- _TASK ITEM_
Leave the pictures out. Retype exactly the lines below from the one containing "what's up, could you box the pair" through the one containing "what's up, could you box the dark", and no others.

[Stored items from a collection]
------------------------------------------------------------------------

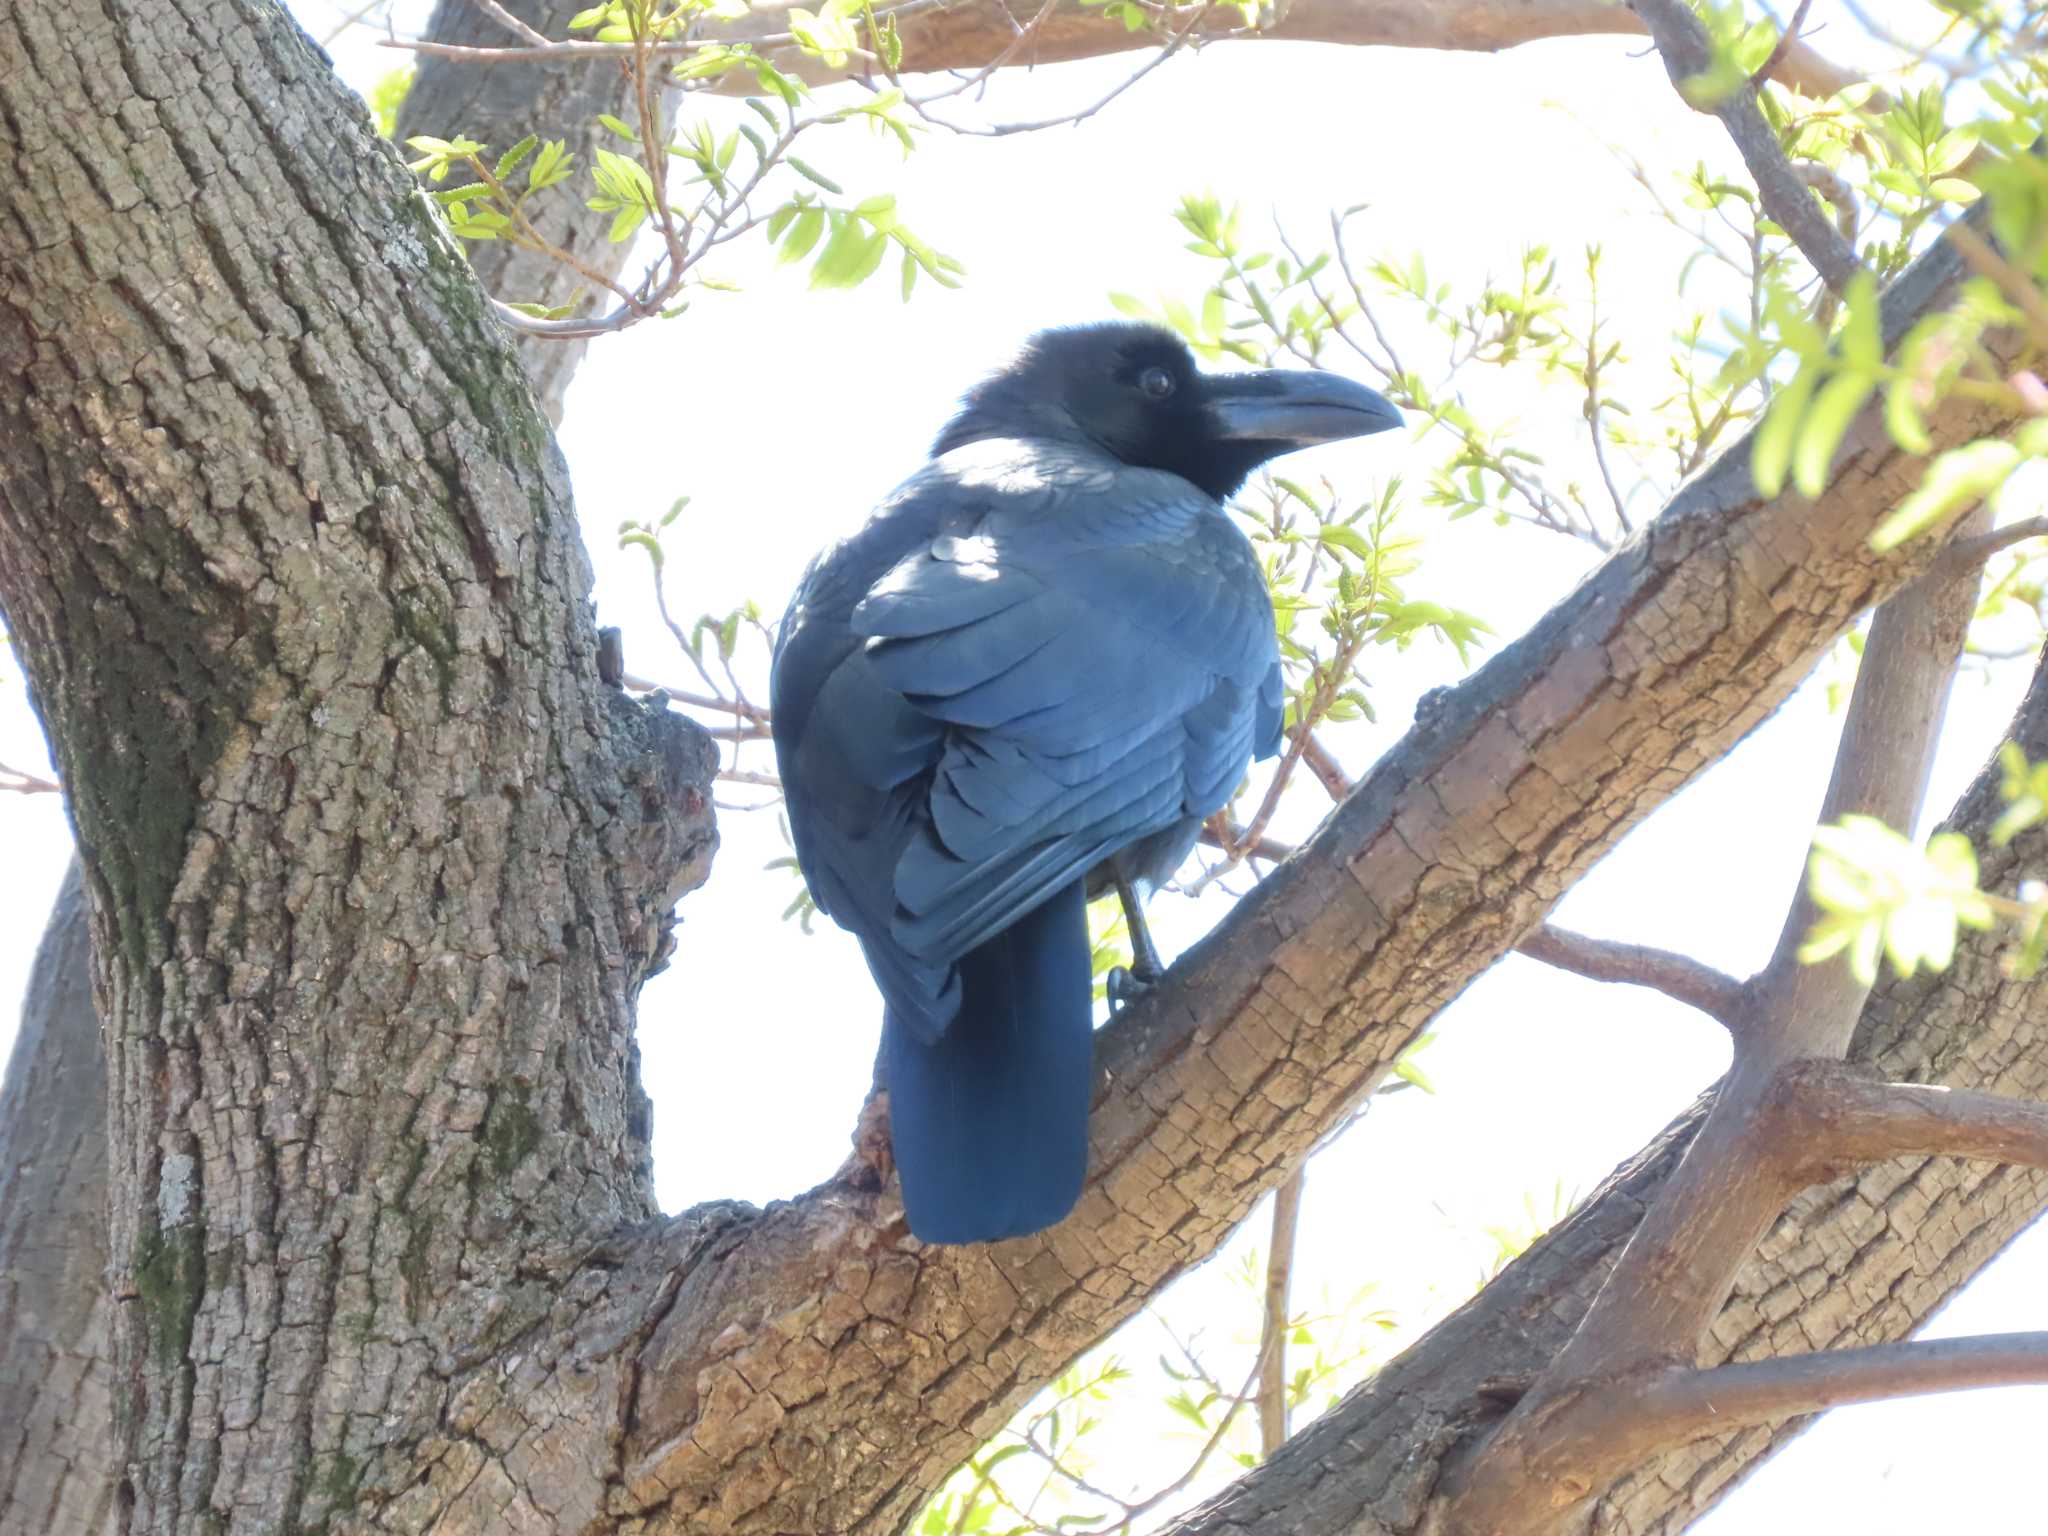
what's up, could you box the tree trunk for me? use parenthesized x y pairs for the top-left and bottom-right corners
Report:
(0, 3), (715, 1528)
(0, 862), (116, 1536)
(0, 7), (659, 1527)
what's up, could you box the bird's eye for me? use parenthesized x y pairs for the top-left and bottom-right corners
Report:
(1137, 367), (1177, 399)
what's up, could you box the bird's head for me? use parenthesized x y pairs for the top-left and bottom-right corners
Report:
(932, 321), (1402, 501)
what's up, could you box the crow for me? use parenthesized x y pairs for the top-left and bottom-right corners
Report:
(771, 322), (1401, 1244)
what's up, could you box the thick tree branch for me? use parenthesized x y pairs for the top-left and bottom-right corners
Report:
(1933, 513), (2048, 580)
(613, 207), (2025, 1536)
(1633, 0), (1864, 294)
(1165, 642), (2048, 1536)
(1484, 1330), (2048, 1506)
(526, 0), (1867, 101)
(1516, 923), (1747, 1028)
(1779, 1061), (2048, 1177)
(1440, 507), (1994, 1532)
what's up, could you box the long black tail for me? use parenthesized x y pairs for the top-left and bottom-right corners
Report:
(883, 880), (1093, 1244)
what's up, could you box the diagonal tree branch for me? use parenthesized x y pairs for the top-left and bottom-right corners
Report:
(1633, 0), (1864, 294)
(1516, 923), (1748, 1029)
(529, 0), (1869, 101)
(1164, 639), (2048, 1536)
(1441, 479), (1992, 1535)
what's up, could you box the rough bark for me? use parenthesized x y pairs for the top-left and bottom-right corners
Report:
(0, 862), (117, 1536)
(0, 3), (715, 1530)
(1442, 503), (1988, 1535)
(396, 0), (661, 424)
(0, 4), (2030, 1536)
(0, 8), (649, 1525)
(1162, 651), (2048, 1536)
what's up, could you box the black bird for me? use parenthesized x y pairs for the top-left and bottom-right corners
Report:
(771, 322), (1401, 1244)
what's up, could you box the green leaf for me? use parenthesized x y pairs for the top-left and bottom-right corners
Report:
(779, 204), (826, 265)
(528, 139), (574, 191)
(1752, 362), (1818, 499)
(1793, 369), (1877, 498)
(1317, 524), (1374, 560)
(607, 203), (646, 242)
(1872, 439), (2021, 552)
(598, 112), (640, 142)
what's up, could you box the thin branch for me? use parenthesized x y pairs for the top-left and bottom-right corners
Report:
(1515, 922), (1747, 1028)
(1634, 1332), (2048, 1441)
(1775, 1060), (2048, 1176)
(465, 0), (552, 48)
(319, 0), (388, 47)
(904, 3), (1213, 137)
(1298, 732), (1353, 801)
(1197, 820), (1295, 865)
(1750, 0), (1815, 90)
(1632, 0), (1863, 296)
(621, 672), (773, 723)
(1257, 1169), (1304, 1457)
(0, 759), (60, 795)
(1930, 514), (2048, 581)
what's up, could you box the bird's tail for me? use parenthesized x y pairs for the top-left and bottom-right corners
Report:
(884, 879), (1093, 1244)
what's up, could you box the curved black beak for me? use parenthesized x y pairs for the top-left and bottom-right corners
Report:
(1208, 369), (1403, 447)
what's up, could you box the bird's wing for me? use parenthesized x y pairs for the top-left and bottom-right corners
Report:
(852, 452), (1279, 966)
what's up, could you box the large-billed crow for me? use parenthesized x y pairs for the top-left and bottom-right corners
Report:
(771, 322), (1401, 1243)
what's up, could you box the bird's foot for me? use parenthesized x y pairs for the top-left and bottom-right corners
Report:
(1106, 965), (1159, 1015)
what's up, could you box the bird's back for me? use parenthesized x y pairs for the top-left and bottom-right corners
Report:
(772, 437), (1281, 1241)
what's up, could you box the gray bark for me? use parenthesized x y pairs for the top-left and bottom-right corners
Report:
(0, 2), (2037, 1533)
(0, 863), (116, 1536)
(0, 2), (715, 1528)
(0, 3), (658, 1525)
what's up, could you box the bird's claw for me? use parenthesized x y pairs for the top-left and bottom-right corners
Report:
(1106, 965), (1157, 1014)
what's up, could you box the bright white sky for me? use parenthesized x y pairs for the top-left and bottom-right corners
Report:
(2, 1), (2044, 1529)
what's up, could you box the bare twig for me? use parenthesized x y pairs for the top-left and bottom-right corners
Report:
(1750, 0), (1815, 90)
(319, 0), (389, 47)
(1197, 819), (1295, 865)
(905, 3), (1214, 137)
(0, 759), (60, 795)
(621, 672), (773, 723)
(1632, 0), (1863, 296)
(1516, 923), (1747, 1029)
(466, 0), (552, 47)
(1257, 1169), (1305, 1457)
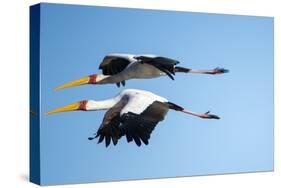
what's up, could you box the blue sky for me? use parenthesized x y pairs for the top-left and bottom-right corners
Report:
(39, 3), (273, 185)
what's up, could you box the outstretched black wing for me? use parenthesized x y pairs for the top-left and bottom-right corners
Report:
(99, 55), (132, 87)
(99, 56), (131, 75)
(92, 96), (129, 147)
(119, 101), (170, 146)
(136, 56), (179, 80)
(91, 100), (169, 147)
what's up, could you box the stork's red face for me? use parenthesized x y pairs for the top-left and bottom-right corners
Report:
(54, 74), (97, 91)
(88, 74), (97, 84)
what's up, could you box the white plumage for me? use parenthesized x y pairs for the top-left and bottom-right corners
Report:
(85, 89), (167, 114)
(118, 89), (168, 115)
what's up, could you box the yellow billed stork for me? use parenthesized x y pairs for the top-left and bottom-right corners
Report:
(46, 89), (219, 147)
(54, 53), (228, 91)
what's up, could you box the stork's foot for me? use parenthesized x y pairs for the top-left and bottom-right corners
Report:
(201, 111), (220, 119)
(208, 67), (229, 75)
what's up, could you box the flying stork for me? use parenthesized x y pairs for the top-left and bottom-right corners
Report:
(54, 53), (229, 91)
(46, 89), (220, 147)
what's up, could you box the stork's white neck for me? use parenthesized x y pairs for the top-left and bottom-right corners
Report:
(86, 98), (118, 111)
(96, 74), (110, 82)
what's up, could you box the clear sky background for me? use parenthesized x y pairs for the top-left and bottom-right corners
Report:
(39, 3), (273, 185)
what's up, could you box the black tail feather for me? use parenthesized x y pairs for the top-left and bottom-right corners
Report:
(174, 66), (191, 73)
(166, 102), (184, 111)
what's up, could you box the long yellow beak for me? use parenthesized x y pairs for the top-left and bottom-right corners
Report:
(54, 76), (90, 91)
(45, 102), (81, 115)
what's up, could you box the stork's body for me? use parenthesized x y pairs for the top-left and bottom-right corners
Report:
(55, 53), (228, 90)
(46, 89), (220, 147)
(99, 61), (166, 84)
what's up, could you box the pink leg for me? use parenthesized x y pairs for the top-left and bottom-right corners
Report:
(175, 66), (229, 75)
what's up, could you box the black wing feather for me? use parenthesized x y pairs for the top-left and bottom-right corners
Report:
(99, 56), (131, 76)
(132, 134), (141, 147)
(93, 96), (129, 147)
(126, 134), (133, 142)
(105, 136), (111, 147)
(92, 98), (169, 147)
(98, 135), (104, 143)
(136, 56), (179, 80)
(119, 101), (169, 146)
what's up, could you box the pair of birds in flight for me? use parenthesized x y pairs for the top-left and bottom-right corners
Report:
(46, 53), (229, 147)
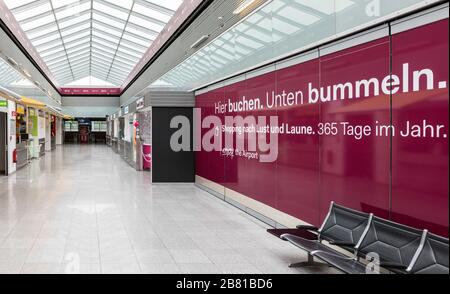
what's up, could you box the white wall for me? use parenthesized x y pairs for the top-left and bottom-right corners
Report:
(56, 117), (62, 145)
(45, 115), (51, 151)
(62, 96), (120, 118)
(124, 114), (132, 142)
(113, 118), (119, 138)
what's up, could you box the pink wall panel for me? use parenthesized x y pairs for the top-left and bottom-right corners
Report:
(195, 19), (449, 236)
(222, 76), (278, 208)
(239, 72), (277, 208)
(391, 19), (449, 237)
(276, 59), (321, 226)
(195, 89), (226, 185)
(319, 37), (391, 221)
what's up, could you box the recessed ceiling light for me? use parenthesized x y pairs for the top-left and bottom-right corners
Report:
(190, 35), (210, 49)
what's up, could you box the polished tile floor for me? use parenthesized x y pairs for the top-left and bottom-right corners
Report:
(0, 145), (337, 274)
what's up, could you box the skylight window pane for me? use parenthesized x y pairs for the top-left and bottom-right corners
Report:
(144, 0), (183, 11)
(124, 25), (156, 41)
(65, 37), (90, 50)
(4, 0), (36, 10)
(66, 44), (90, 55)
(90, 71), (108, 79)
(110, 62), (131, 72)
(92, 53), (113, 63)
(92, 47), (114, 57)
(61, 23), (91, 37)
(92, 29), (120, 43)
(93, 12), (125, 30)
(110, 68), (128, 77)
(117, 46), (141, 59)
(92, 23), (123, 38)
(122, 33), (150, 47)
(69, 54), (90, 64)
(49, 60), (69, 70)
(113, 54), (137, 66)
(21, 15), (56, 31)
(41, 46), (65, 60)
(104, 0), (133, 10)
(91, 67), (110, 75)
(45, 55), (68, 65)
(115, 52), (139, 63)
(120, 42), (146, 54)
(92, 44), (116, 55)
(47, 58), (69, 68)
(32, 33), (60, 47)
(128, 15), (164, 33)
(93, 2), (129, 20)
(132, 3), (171, 23)
(64, 31), (90, 43)
(111, 58), (134, 69)
(58, 14), (90, 29)
(69, 50), (91, 61)
(51, 0), (81, 9)
(28, 25), (59, 40)
(37, 42), (64, 53)
(55, 2), (91, 20)
(92, 38), (117, 50)
(15, 2), (52, 22)
(91, 65), (110, 73)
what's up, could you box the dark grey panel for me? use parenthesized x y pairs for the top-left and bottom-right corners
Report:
(152, 107), (195, 183)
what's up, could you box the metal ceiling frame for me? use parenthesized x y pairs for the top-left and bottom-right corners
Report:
(4, 0), (182, 86)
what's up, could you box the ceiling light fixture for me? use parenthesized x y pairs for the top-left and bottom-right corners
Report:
(190, 35), (210, 49)
(6, 57), (18, 67)
(23, 69), (32, 79)
(233, 0), (259, 14)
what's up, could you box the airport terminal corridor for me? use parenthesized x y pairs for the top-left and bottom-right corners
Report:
(0, 145), (336, 274)
(0, 0), (448, 281)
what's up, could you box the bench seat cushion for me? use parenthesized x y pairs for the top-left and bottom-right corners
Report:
(281, 234), (344, 256)
(312, 251), (366, 274)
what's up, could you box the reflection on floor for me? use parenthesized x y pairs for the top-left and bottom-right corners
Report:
(0, 145), (337, 274)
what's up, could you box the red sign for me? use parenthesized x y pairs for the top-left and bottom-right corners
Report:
(60, 88), (121, 96)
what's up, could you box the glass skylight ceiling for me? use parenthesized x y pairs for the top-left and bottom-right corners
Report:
(4, 0), (184, 87)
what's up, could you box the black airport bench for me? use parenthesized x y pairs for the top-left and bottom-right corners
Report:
(268, 202), (449, 274)
(269, 202), (371, 267)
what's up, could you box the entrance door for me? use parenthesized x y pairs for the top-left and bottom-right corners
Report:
(0, 112), (8, 175)
(79, 126), (89, 144)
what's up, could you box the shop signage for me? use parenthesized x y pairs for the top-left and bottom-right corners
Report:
(124, 105), (129, 115)
(0, 100), (8, 108)
(136, 97), (145, 110)
(17, 104), (25, 114)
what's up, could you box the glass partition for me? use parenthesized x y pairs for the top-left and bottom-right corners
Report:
(153, 0), (438, 90)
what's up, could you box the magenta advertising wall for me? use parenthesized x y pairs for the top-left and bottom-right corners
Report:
(195, 18), (449, 237)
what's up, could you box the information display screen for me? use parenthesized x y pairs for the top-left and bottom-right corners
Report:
(65, 121), (79, 132)
(91, 121), (107, 132)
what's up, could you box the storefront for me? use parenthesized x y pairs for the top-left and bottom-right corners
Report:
(109, 91), (195, 183)
(15, 103), (28, 170)
(135, 97), (152, 172)
(0, 97), (14, 175)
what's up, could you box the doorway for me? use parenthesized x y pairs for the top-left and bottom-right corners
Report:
(79, 125), (90, 144)
(0, 112), (8, 175)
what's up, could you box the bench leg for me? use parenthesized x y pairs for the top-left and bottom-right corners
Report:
(289, 254), (328, 268)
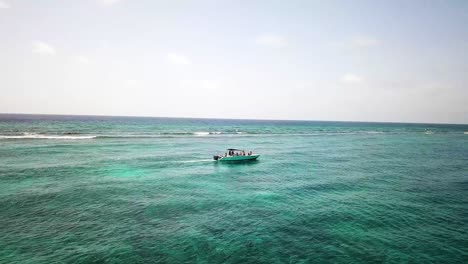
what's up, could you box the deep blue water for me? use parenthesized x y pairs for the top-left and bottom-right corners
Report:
(0, 114), (467, 263)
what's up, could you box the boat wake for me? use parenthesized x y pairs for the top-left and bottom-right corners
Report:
(178, 159), (214, 163)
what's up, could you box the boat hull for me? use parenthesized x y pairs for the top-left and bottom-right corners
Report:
(218, 155), (259, 162)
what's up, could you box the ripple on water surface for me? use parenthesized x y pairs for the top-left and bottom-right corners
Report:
(0, 117), (467, 263)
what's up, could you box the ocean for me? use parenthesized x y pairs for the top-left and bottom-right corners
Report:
(0, 114), (467, 263)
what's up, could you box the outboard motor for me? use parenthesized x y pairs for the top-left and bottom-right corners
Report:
(213, 155), (221, 161)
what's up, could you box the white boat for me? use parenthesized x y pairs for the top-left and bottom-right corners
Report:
(214, 148), (259, 162)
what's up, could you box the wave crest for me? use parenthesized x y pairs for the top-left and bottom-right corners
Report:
(0, 133), (96, 139)
(2, 130), (465, 140)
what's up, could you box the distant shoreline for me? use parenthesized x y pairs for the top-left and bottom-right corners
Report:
(0, 112), (467, 126)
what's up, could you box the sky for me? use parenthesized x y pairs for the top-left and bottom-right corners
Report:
(0, 0), (467, 124)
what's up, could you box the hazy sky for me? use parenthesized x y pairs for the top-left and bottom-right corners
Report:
(1, 0), (467, 123)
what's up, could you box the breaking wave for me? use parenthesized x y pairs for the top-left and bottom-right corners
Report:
(0, 131), (235, 140)
(1, 130), (465, 140)
(193, 132), (209, 136)
(0, 133), (96, 140)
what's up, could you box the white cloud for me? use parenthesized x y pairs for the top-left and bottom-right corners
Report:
(333, 36), (380, 51)
(199, 79), (220, 90)
(32, 41), (56, 55)
(98, 0), (120, 6)
(255, 34), (287, 48)
(342, 73), (363, 83)
(74, 55), (91, 64)
(351, 37), (379, 48)
(125, 79), (138, 87)
(0, 1), (10, 9)
(167, 53), (191, 65)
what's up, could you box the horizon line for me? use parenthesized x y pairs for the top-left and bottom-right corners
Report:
(1, 112), (467, 126)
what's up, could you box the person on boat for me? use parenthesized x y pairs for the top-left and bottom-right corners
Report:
(242, 150), (246, 156)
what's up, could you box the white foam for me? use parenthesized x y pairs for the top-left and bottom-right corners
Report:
(193, 132), (210, 136)
(464, 132), (468, 135)
(179, 159), (213, 163)
(0, 133), (96, 140)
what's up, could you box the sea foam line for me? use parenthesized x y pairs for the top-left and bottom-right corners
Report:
(0, 134), (97, 139)
(3, 130), (461, 140)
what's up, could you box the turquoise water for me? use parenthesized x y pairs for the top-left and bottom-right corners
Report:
(1, 114), (467, 263)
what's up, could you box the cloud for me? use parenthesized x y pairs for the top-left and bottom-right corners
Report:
(333, 36), (380, 51)
(167, 53), (191, 65)
(98, 0), (120, 6)
(351, 37), (380, 48)
(0, 1), (10, 9)
(32, 41), (56, 55)
(75, 55), (91, 64)
(125, 79), (138, 87)
(199, 79), (220, 90)
(255, 34), (287, 48)
(342, 73), (363, 83)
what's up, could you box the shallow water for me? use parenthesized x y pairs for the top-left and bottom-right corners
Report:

------------------------------------------------------------------------

- _RESPONSE BOX_
what's up, could you box the pair of birds in flight for me? use parenthesized x y pairs for the top-left and bottom-right corners
Report:
(46, 53), (229, 147)
what's up, could you box the white wall for me? use parenthesized x y pairs for the top-left and bottom-right corners
Report:
(56, 117), (62, 145)
(45, 115), (51, 151)
(62, 96), (120, 118)
(124, 114), (132, 142)
(113, 118), (119, 138)
what's up, could you box the pink wall panel for me? use parenthesized x y pairs for the top-left and bottom-right corners
Report:
(195, 19), (449, 236)
(222, 76), (278, 208)
(239, 72), (277, 208)
(391, 19), (449, 237)
(276, 59), (321, 226)
(195, 89), (226, 185)
(319, 37), (391, 221)
what's up, could you box the recessed ceiling light for me? use parenthesized x y pairs for the top-left and bottom-right corners
Report:
(190, 35), (210, 49)
what's up, could you box the polished tile floor for me? use parenthesized x y pairs for the top-left and bottom-right corners
Report:
(0, 145), (337, 274)
what's up, could you box the skylight window pane for me? use parenthesized x y pairs for the top-left and bottom-right corners
Report:
(144, 0), (183, 11)
(124, 25), (156, 41)
(65, 37), (90, 50)
(4, 0), (36, 10)
(66, 44), (90, 55)
(90, 71), (108, 79)
(110, 62), (131, 72)
(92, 53), (113, 63)
(92, 47), (114, 57)
(61, 23), (91, 37)
(92, 29), (120, 43)
(93, 12), (125, 30)
(110, 68), (128, 77)
(117, 46), (141, 59)
(92, 23), (123, 38)
(122, 33), (150, 47)
(69, 54), (90, 64)
(49, 60), (69, 70)
(113, 54), (137, 66)
(21, 15), (56, 31)
(41, 46), (65, 60)
(104, 0), (133, 10)
(91, 67), (110, 75)
(45, 55), (68, 65)
(115, 52), (139, 63)
(120, 42), (146, 54)
(92, 44), (116, 55)
(47, 58), (69, 68)
(32, 33), (60, 47)
(128, 15), (164, 33)
(93, 2), (129, 20)
(132, 3), (171, 23)
(64, 31), (90, 43)
(111, 58), (134, 69)
(58, 14), (90, 29)
(69, 50), (91, 61)
(51, 0), (81, 9)
(28, 25), (59, 40)
(37, 42), (64, 53)
(55, 2), (91, 20)
(92, 38), (117, 50)
(15, 2), (52, 22)
(91, 65), (110, 73)
what's up, could you box the dark grey panel for me? use parenthesized x y pairs for the top-left and bottom-right corners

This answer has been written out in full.